### [The task]
An exact retyping of all lines below is the answer; pictures do not belong in it.

Segment Start: Information given

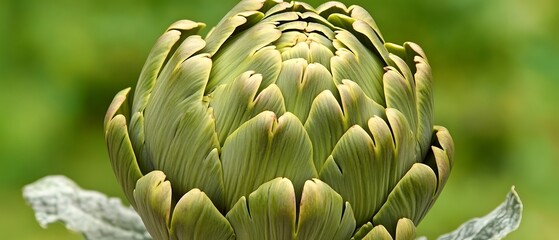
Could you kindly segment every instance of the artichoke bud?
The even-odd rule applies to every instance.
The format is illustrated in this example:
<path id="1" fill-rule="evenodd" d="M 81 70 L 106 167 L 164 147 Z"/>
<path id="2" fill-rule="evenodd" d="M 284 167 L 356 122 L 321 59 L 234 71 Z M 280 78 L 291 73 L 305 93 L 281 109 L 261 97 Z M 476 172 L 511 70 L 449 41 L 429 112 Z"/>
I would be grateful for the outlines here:
<path id="1" fill-rule="evenodd" d="M 105 117 L 150 234 L 413 239 L 454 152 L 423 50 L 339 2 L 244 0 L 204 26 L 171 25 Z"/>

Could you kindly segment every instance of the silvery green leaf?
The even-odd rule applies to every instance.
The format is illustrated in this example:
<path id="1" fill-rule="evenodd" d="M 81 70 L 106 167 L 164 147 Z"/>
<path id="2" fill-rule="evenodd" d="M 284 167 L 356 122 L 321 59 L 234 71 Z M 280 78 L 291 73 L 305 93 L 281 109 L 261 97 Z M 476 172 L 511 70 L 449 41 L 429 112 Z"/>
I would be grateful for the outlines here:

Segment End: Information given

### [Answer]
Could you kindly segment every instance of the artichoke bud?
The even-odd rule applies to every instance.
The format is illustrated in this example:
<path id="1" fill-rule="evenodd" d="M 81 70 L 106 167 L 164 147 Z"/>
<path id="2" fill-rule="evenodd" d="M 284 167 L 356 122 L 321 59 L 234 71 Z M 280 78 L 291 73 L 305 93 L 281 109 L 261 97 Z M 476 172 L 511 70 L 449 41 L 429 112 Z"/>
I would be grateful for the outlines here:
<path id="1" fill-rule="evenodd" d="M 105 117 L 150 234 L 413 239 L 454 152 L 423 50 L 339 2 L 244 0 L 204 26 L 171 25 Z"/>

Could you kindly segment every instance of the silvery green leaf?
The even-odd rule applies to every instance.
The format is illustrated in this example:
<path id="1" fill-rule="evenodd" d="M 81 70 L 106 167 L 164 147 Z"/>
<path id="2" fill-rule="evenodd" d="M 284 167 L 356 122 L 321 59 L 234 71 Z M 280 78 L 291 73 L 305 93 L 281 109 L 261 97 Z M 476 172 L 511 70 L 449 41 L 429 112 Z"/>
I would be grateful for the outlines here:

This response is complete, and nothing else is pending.